◆ **Short task a**:
Retype the records that follow the MGRS tile passage exactly, character for character, and leave the pictures out of your answer.

◆ **Excerpted passage**:
┌────────

This will select the MGRS tiles that intersect with your AOI. The processing will then happen for each of the MGRS tiles. This will most likely provide slightly more data than the AOI itself, as the whole tile data will downloaded for each matched MGRS tile.

Store the intersected tiles in a file, it will be used by the `datacube.py` script.

In [None]:
mgrs_aoi = mgrs.overlay(aoi)
# Rename the name column to use lowercase letters for the datacube script to
# pick upthe MGRS tile name.
mgrs_aoi = mgrs_aoi.rename(columns={"Name": "name"})
mgrs_aoi.geometry[2]

In [None]:
mgrs_aoi.to_file("data/mgrs/mgrs_aoi.fgb")
mgrs_aoi

## Use the datacube.py script to download imagery

Each run of th datacube script will take an index as input, which is the index of the geometry within the input file. This is why we need to download the data in a loop.

A list of date ranges can be specified. The script will look for the least cloudy Sentinel-2 scene for each date range, and match Sentinel-1 dates near the identified Sentinel-2 dates.

The output folder can be specified as a local folder, or a bucket can be specified to upload the data to S3.

In [None]:
# Print the help of the script to get a sense of the input parameters.

└────────

◆ **Short task b**:
Echo the entire MGRS tile passage above exactly as it appears.

◆ **Data**:
┌────────

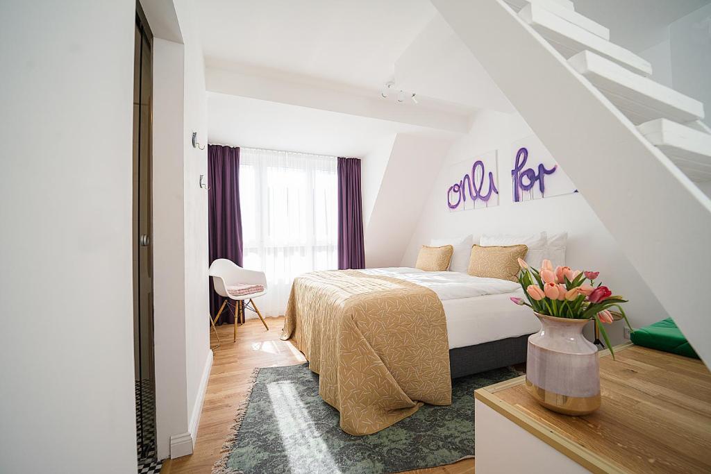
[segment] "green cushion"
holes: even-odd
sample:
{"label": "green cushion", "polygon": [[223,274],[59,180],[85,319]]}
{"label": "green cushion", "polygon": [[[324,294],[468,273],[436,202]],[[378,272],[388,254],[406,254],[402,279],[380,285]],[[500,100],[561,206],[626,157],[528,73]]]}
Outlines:
{"label": "green cushion", "polygon": [[631,336],[632,342],[645,348],[663,350],[665,352],[699,358],[696,351],[686,340],[671,318],[637,329]]}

└────────

◆ **Solution a**:
[segment] "green cushion"
holes: even-odd
sample:
{"label": "green cushion", "polygon": [[223,274],[59,180],[85,319]]}
{"label": "green cushion", "polygon": [[[324,294],[468,273],[436,202]],[[378,272],[388,254],[406,254],[402,279],[380,285]],[[500,100],[561,206],[626,157],[528,73]]]}
Outlines:
{"label": "green cushion", "polygon": [[631,336],[632,342],[645,348],[663,350],[665,352],[699,358],[696,351],[686,340],[671,318],[637,329]]}

◆ **Solution b**:
This will select the MGRS tiles that intersect with your AOI. The processing will then happen for each of the MGRS tiles. This will most likely provide slightly more data than the AOI itself, as the whole tile data will downloaded for each matched MGRS tile.

Store the intersected tiles in a file, it will be used by the `datacube.py` script.

In [None]:
mgrs_aoi = mgrs.overlay(aoi)
# Rename the name column to use lowercase letters for the datacube script to
# pick upthe MGRS tile name.
mgrs_aoi = mgrs_aoi.rename(columns={"Name": "name"})
mgrs_aoi.geometry[2]

In [None]:
mgrs_aoi.to_file("data/mgrs/mgrs_aoi.fgb")
mgrs_aoi

## Use the datacube.py script to download imagery

Each run of th datacube script will take an index as input, which is the index of the geometry within the input file. This is why we need to download the data in a loop.

A list of date ranges can be specified. The script will look for the least cloudy Sentinel-2 scene for each date range, and match Sentinel-1 dates near the identified Sentinel-2 dates.

The output folder can be specified as a local folder, or a bucket can be specified to upload the data to S3.

In [None]:
# Print the help of the script to get a sense of the input parameters.